Assignment: Repeat the listing exactly, line by line, and leave the pictures behind.

[Stored data — start]

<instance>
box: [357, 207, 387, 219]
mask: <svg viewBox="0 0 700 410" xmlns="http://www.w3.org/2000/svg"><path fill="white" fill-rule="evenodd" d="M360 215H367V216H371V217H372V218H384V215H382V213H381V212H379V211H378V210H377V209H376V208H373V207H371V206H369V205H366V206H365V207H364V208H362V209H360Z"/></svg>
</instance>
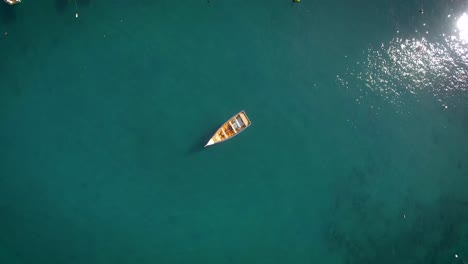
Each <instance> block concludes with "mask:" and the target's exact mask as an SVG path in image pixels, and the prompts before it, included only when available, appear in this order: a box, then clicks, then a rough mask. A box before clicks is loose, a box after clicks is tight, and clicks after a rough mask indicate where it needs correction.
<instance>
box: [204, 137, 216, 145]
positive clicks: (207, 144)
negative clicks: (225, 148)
mask: <svg viewBox="0 0 468 264" xmlns="http://www.w3.org/2000/svg"><path fill="white" fill-rule="evenodd" d="M213 144H214V140H213V139H212V138H210V141H208V143H206V145H205V147H208V146H211V145H213Z"/></svg>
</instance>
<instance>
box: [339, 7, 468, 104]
mask: <svg viewBox="0 0 468 264" xmlns="http://www.w3.org/2000/svg"><path fill="white" fill-rule="evenodd" d="M450 16H451V15H448V16H447V17H448V18H450ZM454 22H456V23H453V22H452V23H453V24H452V30H453V29H454V28H455V26H456V28H457V33H458V34H452V33H450V32H447V31H445V32H432V31H431V34H430V35H429V36H428V35H426V34H424V35H423V34H422V32H421V33H417V34H414V37H409V38H408V37H406V38H405V37H396V38H393V39H392V40H390V41H389V42H388V43H382V44H381V45H379V47H373V48H370V49H368V50H367V51H366V52H365V54H366V58H365V61H358V62H356V64H355V65H354V66H353V67H350V68H348V71H347V73H346V75H345V76H340V78H339V81H340V82H341V83H342V84H343V85H345V86H346V87H348V84H349V83H352V82H353V79H354V80H355V82H356V81H357V84H358V87H366V88H360V90H361V92H363V93H365V94H367V92H368V91H369V90H371V91H375V92H378V94H380V95H382V96H384V97H385V98H387V99H388V100H389V101H390V102H392V103H400V102H401V100H405V99H407V98H408V96H406V95H410V96H419V97H420V96H422V95H431V96H433V97H435V98H436V99H437V101H439V102H440V103H441V105H442V107H443V109H446V108H447V103H448V101H450V98H456V97H458V96H459V95H460V93H459V92H465V91H468V46H467V45H466V44H467V43H468V15H467V14H466V13H463V15H461V16H459V18H458V19H457V20H455V21H454ZM424 26H425V27H427V25H426V24H424ZM421 31H422V30H421ZM424 32H425V31H424ZM452 32H453V31H452ZM397 34H398V33H397ZM398 35H399V34H398Z"/></svg>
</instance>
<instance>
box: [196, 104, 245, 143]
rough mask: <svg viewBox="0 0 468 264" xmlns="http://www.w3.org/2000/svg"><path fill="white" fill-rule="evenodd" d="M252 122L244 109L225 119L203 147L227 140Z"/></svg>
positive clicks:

[Stored data — finish]

Solved problem:
<instance>
box: [357, 207, 387, 219]
mask: <svg viewBox="0 0 700 410" xmlns="http://www.w3.org/2000/svg"><path fill="white" fill-rule="evenodd" d="M360 215H367V216H371V217H372V218H384V215H382V213H381V212H379V211H378V210H377V209H376V208H373V207H371V206H369V205H366V206H365V207H364V208H362V209H360Z"/></svg>
</instance>
Each <instance> block concludes with "mask:" and the target's exact mask as an SVG path in image pixels, and the prompts before it, included only when available, appear in this order: a box, then clicks, then a rough mask. A box before clicks is loose, a box after clicks is tight, and clicks after a rough mask indicate where it needs correction.
<instance>
box: [204, 137, 216, 145]
positive clicks: (207, 144)
negative clicks: (225, 148)
mask: <svg viewBox="0 0 468 264" xmlns="http://www.w3.org/2000/svg"><path fill="white" fill-rule="evenodd" d="M213 144H214V140H213V139H212V138H210V141H208V143H206V145H205V147H208V146H211V145H213Z"/></svg>
</instance>
<instance>
box: [339, 7, 468, 104]
mask: <svg viewBox="0 0 468 264" xmlns="http://www.w3.org/2000/svg"><path fill="white" fill-rule="evenodd" d="M450 16H451V15H448V16H447V17H448V18H450ZM454 22H456V23H453V22H452V23H453V24H452V30H453V29H454V28H455V26H456V28H457V33H458V34H452V33H450V32H447V31H445V32H432V31H431V34H430V35H429V36H428V35H426V34H424V35H423V34H422V32H421V33H417V34H414V37H409V38H408V37H406V38H405V37H396V38H393V39H392V40H390V41H389V42H388V43H382V44H381V45H379V47H373V48H370V49H368V50H367V51H366V52H365V54H366V58H365V61H358V62H356V64H355V65H354V66H353V67H350V68H348V71H347V73H346V75H345V76H340V78H339V81H340V82H341V83H342V84H343V85H345V86H346V87H348V84H349V83H352V82H353V79H354V80H355V82H356V81H357V84H358V87H366V88H360V90H361V92H363V93H365V94H367V92H368V91H369V90H371V91H375V92H378V94H380V95H382V96H384V97H385V98H387V99H388V100H389V101H390V102H392V103H400V102H401V100H405V99H407V98H408V96H406V95H410V96H419V97H420V96H422V95H431V96H433V97H435V98H436V99H437V101H439V102H440V103H441V105H442V107H443V109H446V108H447V103H448V101H450V98H456V97H458V96H459V95H460V93H459V92H465V91H468V46H467V45H466V44H467V43H468V15H467V14H466V13H463V15H461V16H459V18H458V19H457V20H455V21H454ZM424 26H425V27H427V25H426V24H424ZM421 31H422V30H421ZM424 32H425V31H424ZM452 32H453V31H452ZM397 34H398V33H397ZM398 35H399V34H398Z"/></svg>
</instance>
<instance>
box: [196, 104, 245, 143]
rough mask: <svg viewBox="0 0 468 264" xmlns="http://www.w3.org/2000/svg"><path fill="white" fill-rule="evenodd" d="M252 122L244 109L225 119L203 147L227 140Z"/></svg>
positive clicks:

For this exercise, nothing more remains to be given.